### 練習問題
a) 介在物や析出物の抽出方法についての抜粋文を読み、次の問いに答えよ。
(i) ヨウ素−メタノール混合溶液または臭素−メタノール混合溶液の中で鉄鋼試料の鉄マトリックスを溶解する方法は、何と呼ばれているか。
(ii) 抽出試料の評価方法として挙げられている装置を三つ答えよ。
(iii) 説明の例として取り上げられている金属材料は何か。
b) 介在物や析出物の抽出方法についての抜粋文によると、非水溶媒系定電位電解法(SPEED法)はなぜ好適とされているのか。一～三文で説明せよ。
c) 鉄鋼中の介在物や析出物の抽出方法についての抜粋文を、最後の文の後から書き継げ。

本発明が対象とする金属試料中の介在物や析出物粒子の抽出方法は、酸溶液中で鉄鋼試料の鉄マトリックスを溶解する酸分解法や、ヨウ素−メタノール混合溶液あるいは臭素−メタノール混合溶液中で鉄鋼試料の鉄マトリックスを溶解するハロゲン溶解法や、非水溶媒系定電流電解法でもよいが、好ましくは非水溶媒系定電位電解法(SPEED法)である。SPEED法は、溶媒中に介在物や析出物粒子が溶解した際の、組成やサイズの変化が起こり難く、不安定な化合物でも安定に抽出できるため好適である。
本発明が対象とする抽出試料の評価方法は、透過電子顕微鏡(TEM)、走査電子顕微鏡(SEM)、蛍光X線分析装置などである。
【0014】
以下に、本発明に関して、非水溶媒系定電位電解法(SPEED法)による鉄鋼材料中の介在物や析出物の評価方法を例にとり説明を行うが、本発明法は、抽出方法としてSPEED法や、金属材料として鉄鋼材料に限定されるものではない。

### 項目一覧

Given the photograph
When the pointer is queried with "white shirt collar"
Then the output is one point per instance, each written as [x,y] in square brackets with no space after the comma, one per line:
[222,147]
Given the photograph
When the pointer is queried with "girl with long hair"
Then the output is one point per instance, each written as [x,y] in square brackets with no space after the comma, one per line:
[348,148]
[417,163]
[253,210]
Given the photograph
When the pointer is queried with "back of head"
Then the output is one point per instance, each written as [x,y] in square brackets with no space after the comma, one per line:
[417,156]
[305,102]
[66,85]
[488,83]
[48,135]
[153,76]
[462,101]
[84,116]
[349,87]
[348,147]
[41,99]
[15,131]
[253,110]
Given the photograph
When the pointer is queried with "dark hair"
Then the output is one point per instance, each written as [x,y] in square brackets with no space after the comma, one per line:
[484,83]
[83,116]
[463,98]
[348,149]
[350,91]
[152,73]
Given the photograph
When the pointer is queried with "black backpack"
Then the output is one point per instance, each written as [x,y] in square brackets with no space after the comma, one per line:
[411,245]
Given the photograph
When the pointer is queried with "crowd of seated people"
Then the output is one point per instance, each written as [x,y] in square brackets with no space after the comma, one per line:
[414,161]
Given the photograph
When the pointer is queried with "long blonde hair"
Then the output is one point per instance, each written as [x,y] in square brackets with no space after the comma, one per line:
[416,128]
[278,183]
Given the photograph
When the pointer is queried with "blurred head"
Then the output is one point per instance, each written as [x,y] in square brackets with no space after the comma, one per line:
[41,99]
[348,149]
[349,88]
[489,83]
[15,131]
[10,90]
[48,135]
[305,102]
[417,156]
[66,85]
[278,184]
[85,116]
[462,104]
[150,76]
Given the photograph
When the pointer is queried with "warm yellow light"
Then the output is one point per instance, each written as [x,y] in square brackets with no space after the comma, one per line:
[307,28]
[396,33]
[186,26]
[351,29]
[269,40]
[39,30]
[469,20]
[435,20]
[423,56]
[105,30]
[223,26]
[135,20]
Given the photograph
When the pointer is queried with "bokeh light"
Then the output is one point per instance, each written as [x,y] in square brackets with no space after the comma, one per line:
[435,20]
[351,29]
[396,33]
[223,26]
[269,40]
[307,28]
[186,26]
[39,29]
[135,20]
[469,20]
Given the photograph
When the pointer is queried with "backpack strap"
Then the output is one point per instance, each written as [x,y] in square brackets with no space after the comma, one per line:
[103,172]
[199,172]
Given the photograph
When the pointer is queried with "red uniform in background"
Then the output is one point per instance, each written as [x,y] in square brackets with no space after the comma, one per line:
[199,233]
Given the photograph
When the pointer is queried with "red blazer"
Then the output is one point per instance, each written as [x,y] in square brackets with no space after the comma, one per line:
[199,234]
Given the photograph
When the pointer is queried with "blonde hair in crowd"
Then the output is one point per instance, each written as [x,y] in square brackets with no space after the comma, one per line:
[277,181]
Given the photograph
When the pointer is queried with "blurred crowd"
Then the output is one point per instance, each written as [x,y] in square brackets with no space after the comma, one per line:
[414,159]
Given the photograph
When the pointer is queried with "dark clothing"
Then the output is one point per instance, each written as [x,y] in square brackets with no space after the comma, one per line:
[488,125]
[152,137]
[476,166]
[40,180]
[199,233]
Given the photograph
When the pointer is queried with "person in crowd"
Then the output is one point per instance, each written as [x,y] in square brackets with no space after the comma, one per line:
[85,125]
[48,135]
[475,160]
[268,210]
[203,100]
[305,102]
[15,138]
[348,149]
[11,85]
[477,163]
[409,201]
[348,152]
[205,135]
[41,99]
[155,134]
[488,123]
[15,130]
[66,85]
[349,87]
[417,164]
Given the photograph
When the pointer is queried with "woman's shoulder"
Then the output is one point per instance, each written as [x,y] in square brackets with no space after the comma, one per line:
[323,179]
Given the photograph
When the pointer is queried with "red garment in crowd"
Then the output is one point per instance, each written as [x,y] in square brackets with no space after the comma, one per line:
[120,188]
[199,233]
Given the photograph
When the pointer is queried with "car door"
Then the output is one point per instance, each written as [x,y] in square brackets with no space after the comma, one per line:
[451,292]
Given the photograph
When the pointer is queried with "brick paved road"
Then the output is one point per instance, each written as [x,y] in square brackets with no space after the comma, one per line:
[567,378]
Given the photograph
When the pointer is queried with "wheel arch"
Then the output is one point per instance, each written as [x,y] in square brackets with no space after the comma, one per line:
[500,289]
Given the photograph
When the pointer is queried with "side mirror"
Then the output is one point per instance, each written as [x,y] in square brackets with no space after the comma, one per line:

### 解答
a)
(i) ハロゲン溶解法
(ii) 透過電子顕微鏡(TEM)、走査電子顕微鏡(SEM)、蛍光X線分析装置
(iii) 鉄鋼材料

b) SPEED法では、溶媒中に介在物や析出物粒子が溶解した際の組成やサイズの変化が起こりにくい。そのうえ、不安定な化合物でも安定に抽出できるからである。

c)
まず、本発明の鉄鋼試料中の介在物や析出物粒子の抽出方法について説明する。初めに、金属試料片を例えば20mm×10mm×5mmの大きさに加工し、観察したい面を露出させて、必要に応じて樹脂に埋め込み、観察したい試料表面を機械的に研磨して表面の凹凸や汚れを除去する。本発明に用いる金属試料片の研磨度合いは、析出物や介在物を転写するために鏡面状の研磨が必要な従来の方法とは異なり、表面の凹凸や汚れが除去できる程度で構わない。従来法では、金属材料中の介在物や析出物の分散密度は、レプリカ試料上の面積密度として計算するため、鏡面状に精密に研磨する必要があったが、本発明の試料作製法では、従来法に比べて多量の基質を溶解してその中の粒子を抽出し、この粒子密度と通電量等から、金属試料中の介在物や析出物の分散密度を算出するものであるため、多少残存する試料片表面の凹凸は誤差として無視できるからである。金属試料片の大きさとしては、この大きさに限定されるものではないが、実用的な電解槽や電極の大きさを考慮すると、試料片の大きさは一辺が50mm程度以内のものが好ましい。
【0015】
次に、この試料の基質をSPEED法により溶解する。用いる電解液としては、通常用いられるものが使用でき、代表的な例として、10体積%アセチルアセトン−1質量%テトラメチルアンモニウムクロライド(TMAC)−メタノール混合溶液、10質量%無水マレイン酸−1質量%TMAC−メタノール混合溶液、10体積%サリチル酸メチル−1質量%TMAC−メタノール混合溶液等を用いることができるが、特に、2体積%トリメタノールアミン−1質量%TMAC−メタノール混合溶液を用いると、不安定な化合物であるCaOやMgOなども安定に抽出できるため好ましい。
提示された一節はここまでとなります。